──────── Stored data ────────
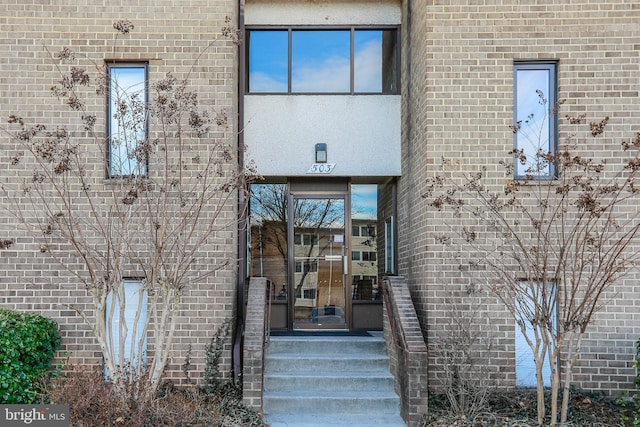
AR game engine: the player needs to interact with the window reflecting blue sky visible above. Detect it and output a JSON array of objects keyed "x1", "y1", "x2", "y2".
[
  {"x1": 249, "y1": 31, "x2": 288, "y2": 92},
  {"x1": 354, "y1": 31, "x2": 383, "y2": 92},
  {"x1": 292, "y1": 30, "x2": 350, "y2": 92},
  {"x1": 515, "y1": 68, "x2": 551, "y2": 176},
  {"x1": 248, "y1": 30, "x2": 389, "y2": 93},
  {"x1": 352, "y1": 184, "x2": 377, "y2": 220},
  {"x1": 109, "y1": 66, "x2": 147, "y2": 176}
]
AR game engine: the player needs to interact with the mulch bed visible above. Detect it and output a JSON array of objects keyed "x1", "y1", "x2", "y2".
[{"x1": 423, "y1": 388, "x2": 625, "y2": 426}]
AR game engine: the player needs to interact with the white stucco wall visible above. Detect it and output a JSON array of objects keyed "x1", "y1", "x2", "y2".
[
  {"x1": 244, "y1": 95, "x2": 401, "y2": 177},
  {"x1": 245, "y1": 0, "x2": 402, "y2": 26},
  {"x1": 244, "y1": 1, "x2": 402, "y2": 178}
]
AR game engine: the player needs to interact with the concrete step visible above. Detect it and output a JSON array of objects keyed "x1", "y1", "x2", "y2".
[
  {"x1": 264, "y1": 353, "x2": 390, "y2": 373},
  {"x1": 263, "y1": 391, "x2": 400, "y2": 414},
  {"x1": 264, "y1": 371, "x2": 395, "y2": 393},
  {"x1": 265, "y1": 413, "x2": 407, "y2": 427},
  {"x1": 266, "y1": 335, "x2": 387, "y2": 355},
  {"x1": 262, "y1": 333, "x2": 405, "y2": 426}
]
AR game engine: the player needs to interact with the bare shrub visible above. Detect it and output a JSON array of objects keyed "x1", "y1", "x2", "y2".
[
  {"x1": 44, "y1": 363, "x2": 264, "y2": 427},
  {"x1": 425, "y1": 98, "x2": 640, "y2": 424},
  {"x1": 430, "y1": 286, "x2": 496, "y2": 418},
  {"x1": 2, "y1": 18, "x2": 251, "y2": 400},
  {"x1": 45, "y1": 364, "x2": 222, "y2": 426},
  {"x1": 43, "y1": 320, "x2": 265, "y2": 426}
]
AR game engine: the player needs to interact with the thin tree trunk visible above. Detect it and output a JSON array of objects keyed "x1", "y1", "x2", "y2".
[
  {"x1": 549, "y1": 352, "x2": 559, "y2": 426},
  {"x1": 545, "y1": 330, "x2": 560, "y2": 426},
  {"x1": 535, "y1": 355, "x2": 546, "y2": 425},
  {"x1": 561, "y1": 332, "x2": 584, "y2": 423}
]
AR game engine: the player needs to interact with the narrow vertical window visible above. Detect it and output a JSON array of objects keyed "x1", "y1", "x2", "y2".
[
  {"x1": 108, "y1": 63, "x2": 148, "y2": 177},
  {"x1": 513, "y1": 62, "x2": 557, "y2": 179},
  {"x1": 354, "y1": 29, "x2": 398, "y2": 93},
  {"x1": 385, "y1": 216, "x2": 395, "y2": 274}
]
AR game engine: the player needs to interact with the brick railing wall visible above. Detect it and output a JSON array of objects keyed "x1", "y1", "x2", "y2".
[
  {"x1": 242, "y1": 277, "x2": 269, "y2": 410},
  {"x1": 382, "y1": 275, "x2": 429, "y2": 426}
]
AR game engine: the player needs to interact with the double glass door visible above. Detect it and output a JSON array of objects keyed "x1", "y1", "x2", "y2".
[{"x1": 289, "y1": 194, "x2": 348, "y2": 329}]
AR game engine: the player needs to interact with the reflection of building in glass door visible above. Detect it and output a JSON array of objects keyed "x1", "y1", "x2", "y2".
[
  {"x1": 249, "y1": 183, "x2": 290, "y2": 296},
  {"x1": 351, "y1": 220, "x2": 378, "y2": 300},
  {"x1": 324, "y1": 233, "x2": 344, "y2": 308},
  {"x1": 291, "y1": 196, "x2": 346, "y2": 329},
  {"x1": 293, "y1": 231, "x2": 319, "y2": 317},
  {"x1": 351, "y1": 185, "x2": 379, "y2": 301}
]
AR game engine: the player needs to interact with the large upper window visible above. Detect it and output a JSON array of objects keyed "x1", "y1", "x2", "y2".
[
  {"x1": 108, "y1": 63, "x2": 148, "y2": 177},
  {"x1": 247, "y1": 28, "x2": 399, "y2": 94},
  {"x1": 513, "y1": 62, "x2": 557, "y2": 179}
]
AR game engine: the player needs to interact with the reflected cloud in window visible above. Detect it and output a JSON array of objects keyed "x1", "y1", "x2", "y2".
[
  {"x1": 351, "y1": 184, "x2": 377, "y2": 220},
  {"x1": 249, "y1": 31, "x2": 288, "y2": 92},
  {"x1": 247, "y1": 28, "x2": 398, "y2": 94},
  {"x1": 292, "y1": 30, "x2": 350, "y2": 92},
  {"x1": 108, "y1": 64, "x2": 148, "y2": 177},
  {"x1": 355, "y1": 31, "x2": 384, "y2": 92},
  {"x1": 513, "y1": 62, "x2": 557, "y2": 179}
]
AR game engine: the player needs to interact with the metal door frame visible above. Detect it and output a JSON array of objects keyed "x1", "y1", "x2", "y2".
[{"x1": 287, "y1": 180, "x2": 351, "y2": 330}]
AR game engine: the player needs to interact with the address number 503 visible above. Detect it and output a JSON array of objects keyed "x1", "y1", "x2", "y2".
[{"x1": 307, "y1": 163, "x2": 336, "y2": 174}]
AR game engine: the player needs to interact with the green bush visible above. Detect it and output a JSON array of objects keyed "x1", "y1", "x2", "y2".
[
  {"x1": 632, "y1": 338, "x2": 640, "y2": 426},
  {"x1": 636, "y1": 338, "x2": 640, "y2": 393},
  {"x1": 0, "y1": 308, "x2": 61, "y2": 403}
]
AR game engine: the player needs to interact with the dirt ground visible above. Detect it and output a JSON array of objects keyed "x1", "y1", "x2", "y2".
[{"x1": 423, "y1": 388, "x2": 626, "y2": 427}]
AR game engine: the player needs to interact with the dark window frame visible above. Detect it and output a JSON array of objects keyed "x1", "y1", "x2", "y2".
[
  {"x1": 246, "y1": 26, "x2": 400, "y2": 95},
  {"x1": 513, "y1": 61, "x2": 558, "y2": 180},
  {"x1": 362, "y1": 251, "x2": 376, "y2": 262},
  {"x1": 106, "y1": 62, "x2": 149, "y2": 179},
  {"x1": 303, "y1": 288, "x2": 317, "y2": 299}
]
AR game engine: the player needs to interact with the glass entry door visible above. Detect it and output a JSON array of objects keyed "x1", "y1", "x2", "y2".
[{"x1": 289, "y1": 194, "x2": 348, "y2": 329}]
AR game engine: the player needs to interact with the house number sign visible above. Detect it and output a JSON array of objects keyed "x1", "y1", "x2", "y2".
[{"x1": 307, "y1": 163, "x2": 336, "y2": 174}]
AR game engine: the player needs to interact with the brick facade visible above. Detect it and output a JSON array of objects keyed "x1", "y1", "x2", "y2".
[
  {"x1": 2, "y1": 0, "x2": 640, "y2": 415},
  {"x1": 0, "y1": 1, "x2": 239, "y2": 385},
  {"x1": 399, "y1": 0, "x2": 640, "y2": 396}
]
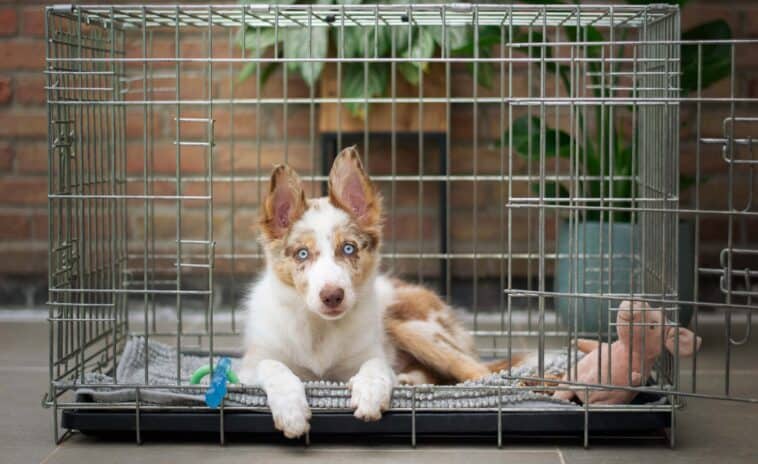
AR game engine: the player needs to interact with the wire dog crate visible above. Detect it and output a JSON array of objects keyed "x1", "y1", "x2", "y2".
[{"x1": 44, "y1": 3, "x2": 757, "y2": 447}]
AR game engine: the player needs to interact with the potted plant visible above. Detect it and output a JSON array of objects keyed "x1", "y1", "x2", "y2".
[
  {"x1": 502, "y1": 1, "x2": 731, "y2": 336},
  {"x1": 236, "y1": 0, "x2": 492, "y2": 133}
]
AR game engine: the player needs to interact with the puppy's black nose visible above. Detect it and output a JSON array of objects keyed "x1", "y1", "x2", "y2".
────────
__Task details__: Please give a word-for-word transcript of the lines from the one holding "the brick facade" through the final line of the entries, both ends kept, with no pictures.

__Written solution__:
AR game engine: the player needs to interact with the brick facade visible above. Detect it and output a JSON array of objects keyed "x1", "y1", "x2", "y2".
[
  {"x1": 2, "y1": 0, "x2": 640, "y2": 415},
  {"x1": 0, "y1": 1, "x2": 239, "y2": 385},
  {"x1": 399, "y1": 0, "x2": 640, "y2": 396}
]
AR game engine: the player needs to interact with the wire dog crate visible above. Detect it and output a JSON array of objects keyed "x1", "y1", "x2", "y2".
[{"x1": 44, "y1": 3, "x2": 757, "y2": 447}]
AR game engine: the player needs to interact with the potted plant visible above. Detect it and output a JSON array of objects keyed "x1", "y1", "x2", "y2".
[
  {"x1": 502, "y1": 1, "x2": 731, "y2": 336},
  {"x1": 236, "y1": 0, "x2": 492, "y2": 133}
]
AR game engine: the player needs to interact with the puppy's black nose visible above. Detect it and output a JSON array of objects keyed "x1", "y1", "x2", "y2".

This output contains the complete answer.